* **Data for the task**:
--- START ---

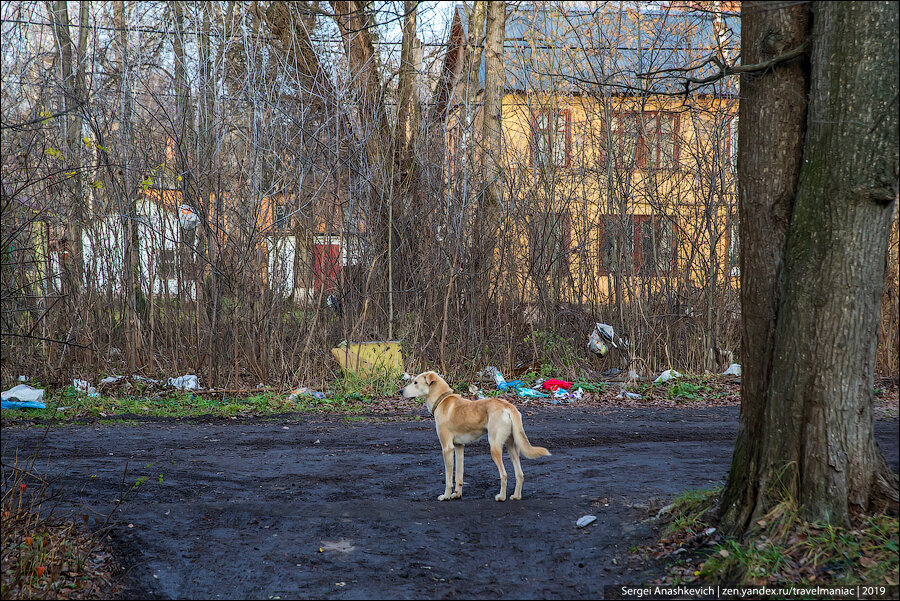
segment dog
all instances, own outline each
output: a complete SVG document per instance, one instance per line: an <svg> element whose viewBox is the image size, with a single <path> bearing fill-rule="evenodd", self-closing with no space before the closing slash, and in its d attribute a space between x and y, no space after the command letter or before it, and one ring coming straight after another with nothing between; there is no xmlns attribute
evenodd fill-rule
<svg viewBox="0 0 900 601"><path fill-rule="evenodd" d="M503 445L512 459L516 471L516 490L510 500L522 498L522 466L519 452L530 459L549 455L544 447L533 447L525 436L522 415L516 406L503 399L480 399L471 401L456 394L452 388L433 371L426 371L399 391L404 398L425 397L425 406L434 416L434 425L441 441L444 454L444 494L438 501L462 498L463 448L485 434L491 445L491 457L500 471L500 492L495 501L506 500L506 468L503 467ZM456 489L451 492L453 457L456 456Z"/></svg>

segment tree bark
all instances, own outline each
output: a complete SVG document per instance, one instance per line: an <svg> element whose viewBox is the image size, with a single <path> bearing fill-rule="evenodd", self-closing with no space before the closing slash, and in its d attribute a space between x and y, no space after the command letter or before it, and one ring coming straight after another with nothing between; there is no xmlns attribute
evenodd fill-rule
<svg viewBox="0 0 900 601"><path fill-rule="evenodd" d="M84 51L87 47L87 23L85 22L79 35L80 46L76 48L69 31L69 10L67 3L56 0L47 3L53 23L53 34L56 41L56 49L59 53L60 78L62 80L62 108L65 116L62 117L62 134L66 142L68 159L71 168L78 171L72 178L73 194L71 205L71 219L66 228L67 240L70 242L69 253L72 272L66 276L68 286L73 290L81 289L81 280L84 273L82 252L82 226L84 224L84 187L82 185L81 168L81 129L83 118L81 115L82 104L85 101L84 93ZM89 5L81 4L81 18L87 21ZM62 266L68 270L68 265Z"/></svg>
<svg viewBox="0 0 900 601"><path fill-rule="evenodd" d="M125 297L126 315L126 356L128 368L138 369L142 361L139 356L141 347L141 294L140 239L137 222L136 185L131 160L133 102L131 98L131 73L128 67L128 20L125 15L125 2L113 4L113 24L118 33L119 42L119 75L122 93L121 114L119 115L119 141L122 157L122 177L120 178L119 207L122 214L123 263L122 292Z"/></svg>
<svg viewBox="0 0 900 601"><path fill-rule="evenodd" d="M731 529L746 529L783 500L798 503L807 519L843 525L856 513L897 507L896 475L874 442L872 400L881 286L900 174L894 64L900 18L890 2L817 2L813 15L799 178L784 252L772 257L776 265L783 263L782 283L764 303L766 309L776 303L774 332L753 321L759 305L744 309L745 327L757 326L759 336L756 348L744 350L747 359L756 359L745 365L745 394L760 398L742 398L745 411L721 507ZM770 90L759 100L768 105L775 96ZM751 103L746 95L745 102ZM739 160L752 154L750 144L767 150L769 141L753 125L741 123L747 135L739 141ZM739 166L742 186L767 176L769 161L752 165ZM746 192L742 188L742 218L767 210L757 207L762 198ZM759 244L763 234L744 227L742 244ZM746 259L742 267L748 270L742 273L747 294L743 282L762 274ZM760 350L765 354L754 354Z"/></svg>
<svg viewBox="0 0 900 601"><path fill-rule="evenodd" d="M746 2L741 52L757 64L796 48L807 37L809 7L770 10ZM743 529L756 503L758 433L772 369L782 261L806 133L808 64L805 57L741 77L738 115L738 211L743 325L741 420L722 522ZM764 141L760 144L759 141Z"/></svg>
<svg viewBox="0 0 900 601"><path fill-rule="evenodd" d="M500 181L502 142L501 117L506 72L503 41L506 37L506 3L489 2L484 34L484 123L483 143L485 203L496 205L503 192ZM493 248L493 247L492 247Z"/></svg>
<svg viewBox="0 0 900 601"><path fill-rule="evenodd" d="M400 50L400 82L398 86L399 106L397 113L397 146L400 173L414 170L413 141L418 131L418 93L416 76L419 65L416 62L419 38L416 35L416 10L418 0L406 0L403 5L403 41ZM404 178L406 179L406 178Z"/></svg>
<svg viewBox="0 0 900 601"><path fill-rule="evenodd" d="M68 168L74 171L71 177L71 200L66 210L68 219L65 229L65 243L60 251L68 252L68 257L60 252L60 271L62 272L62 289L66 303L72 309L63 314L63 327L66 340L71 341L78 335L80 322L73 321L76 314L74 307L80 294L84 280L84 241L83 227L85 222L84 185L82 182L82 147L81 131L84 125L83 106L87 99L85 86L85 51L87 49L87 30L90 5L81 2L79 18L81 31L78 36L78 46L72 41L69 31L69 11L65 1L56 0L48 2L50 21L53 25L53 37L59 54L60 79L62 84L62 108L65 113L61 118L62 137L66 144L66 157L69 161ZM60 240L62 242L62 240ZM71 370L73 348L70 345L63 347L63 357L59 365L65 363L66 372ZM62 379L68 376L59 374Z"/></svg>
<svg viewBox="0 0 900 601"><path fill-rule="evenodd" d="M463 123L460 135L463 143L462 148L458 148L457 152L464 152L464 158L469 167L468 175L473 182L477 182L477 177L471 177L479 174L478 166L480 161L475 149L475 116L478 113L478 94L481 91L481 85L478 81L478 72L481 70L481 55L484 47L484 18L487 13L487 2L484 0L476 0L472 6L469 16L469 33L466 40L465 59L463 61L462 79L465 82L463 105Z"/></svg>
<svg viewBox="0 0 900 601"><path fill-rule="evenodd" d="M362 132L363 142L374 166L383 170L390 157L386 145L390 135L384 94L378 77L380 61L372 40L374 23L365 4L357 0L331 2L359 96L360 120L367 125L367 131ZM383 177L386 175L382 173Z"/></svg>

--- END ---
--- START ---

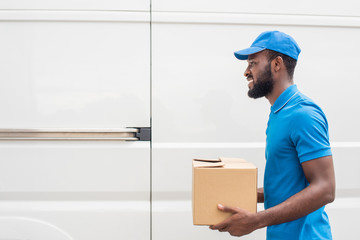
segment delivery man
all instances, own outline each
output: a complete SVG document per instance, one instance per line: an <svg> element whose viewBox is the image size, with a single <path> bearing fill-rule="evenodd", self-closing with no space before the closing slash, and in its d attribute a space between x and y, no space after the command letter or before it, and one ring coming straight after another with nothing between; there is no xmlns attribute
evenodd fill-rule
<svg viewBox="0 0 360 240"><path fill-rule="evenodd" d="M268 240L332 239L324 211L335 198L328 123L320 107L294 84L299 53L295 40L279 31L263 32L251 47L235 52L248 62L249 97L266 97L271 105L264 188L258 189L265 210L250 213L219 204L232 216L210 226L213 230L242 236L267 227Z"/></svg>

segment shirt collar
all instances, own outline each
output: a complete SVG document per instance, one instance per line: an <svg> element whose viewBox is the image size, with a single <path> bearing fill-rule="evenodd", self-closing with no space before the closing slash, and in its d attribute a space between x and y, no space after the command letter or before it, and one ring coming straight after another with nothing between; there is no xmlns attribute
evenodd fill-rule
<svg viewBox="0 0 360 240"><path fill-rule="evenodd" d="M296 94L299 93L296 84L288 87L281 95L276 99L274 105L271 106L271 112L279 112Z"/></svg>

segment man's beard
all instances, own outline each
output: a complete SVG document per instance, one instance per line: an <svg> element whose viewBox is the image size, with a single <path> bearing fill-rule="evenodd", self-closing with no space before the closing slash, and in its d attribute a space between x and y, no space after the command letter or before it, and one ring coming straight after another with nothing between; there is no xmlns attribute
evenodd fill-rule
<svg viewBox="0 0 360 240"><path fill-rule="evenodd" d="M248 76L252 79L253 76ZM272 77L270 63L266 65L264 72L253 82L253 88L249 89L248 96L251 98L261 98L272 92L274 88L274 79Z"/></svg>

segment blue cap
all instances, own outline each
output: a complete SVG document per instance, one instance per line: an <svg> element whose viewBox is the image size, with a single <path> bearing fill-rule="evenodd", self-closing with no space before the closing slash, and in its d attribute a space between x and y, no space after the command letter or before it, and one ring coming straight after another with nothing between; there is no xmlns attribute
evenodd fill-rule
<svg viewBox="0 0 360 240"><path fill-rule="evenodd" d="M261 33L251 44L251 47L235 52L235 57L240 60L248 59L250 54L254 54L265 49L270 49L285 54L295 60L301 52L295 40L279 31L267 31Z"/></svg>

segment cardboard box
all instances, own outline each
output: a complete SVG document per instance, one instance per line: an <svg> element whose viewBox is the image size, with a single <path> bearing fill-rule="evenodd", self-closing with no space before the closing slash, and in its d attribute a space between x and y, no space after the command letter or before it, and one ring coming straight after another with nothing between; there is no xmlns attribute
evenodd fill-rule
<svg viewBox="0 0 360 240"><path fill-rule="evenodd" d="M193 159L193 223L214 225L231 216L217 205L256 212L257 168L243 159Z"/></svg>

--- END ---
--- START ---

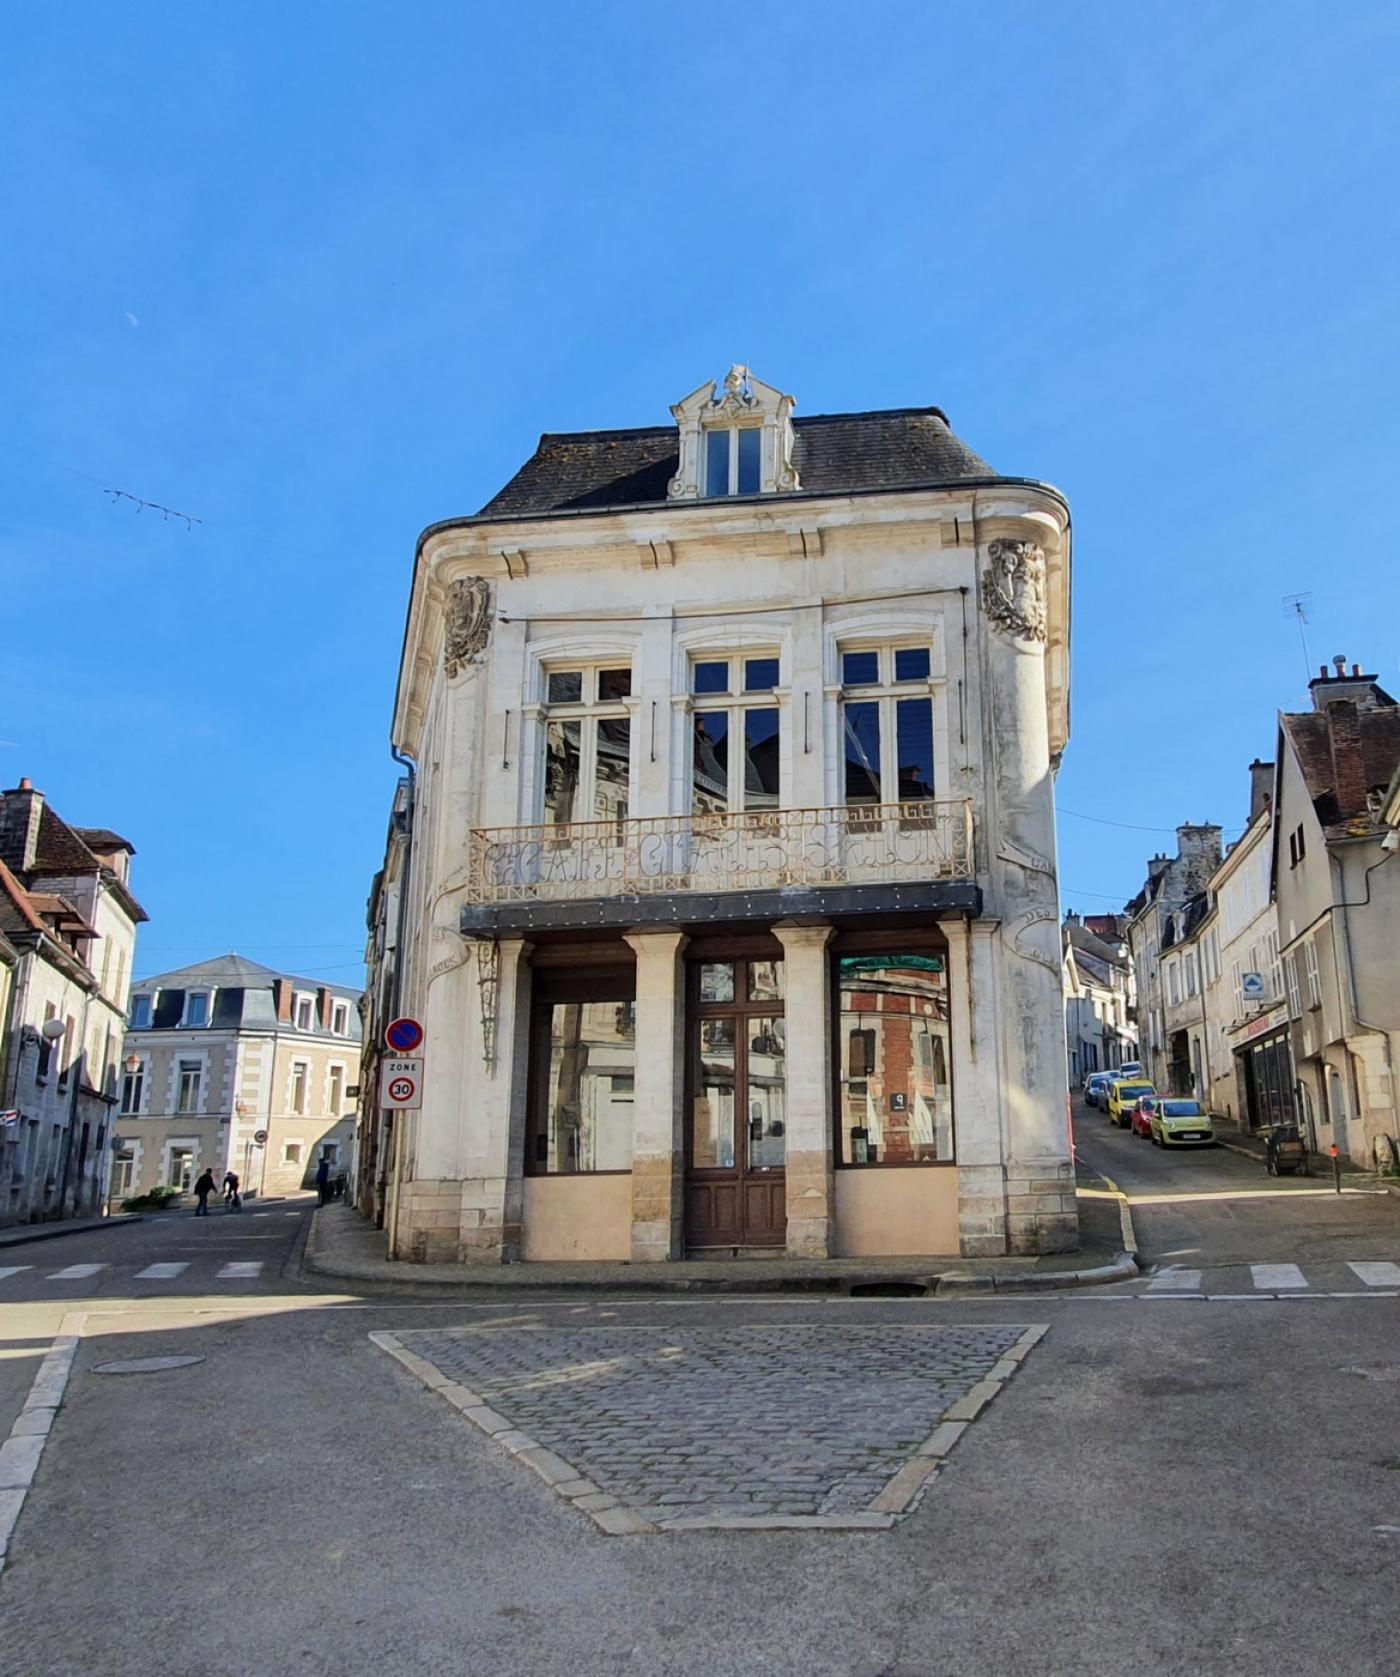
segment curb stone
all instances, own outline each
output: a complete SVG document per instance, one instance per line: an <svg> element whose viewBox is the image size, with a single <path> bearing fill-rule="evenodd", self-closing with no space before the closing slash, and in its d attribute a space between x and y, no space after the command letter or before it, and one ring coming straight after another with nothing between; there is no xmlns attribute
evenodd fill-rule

--- END ---

* **Work to be completed**:
Whenever a line in the entries above includes the word "segment", pull that line out.

* **Result of the task**:
segment dog
segment tree bark
segment delivery man
segment shirt collar
segment man's beard
segment blue cap
segment cardboard box
segment curb stone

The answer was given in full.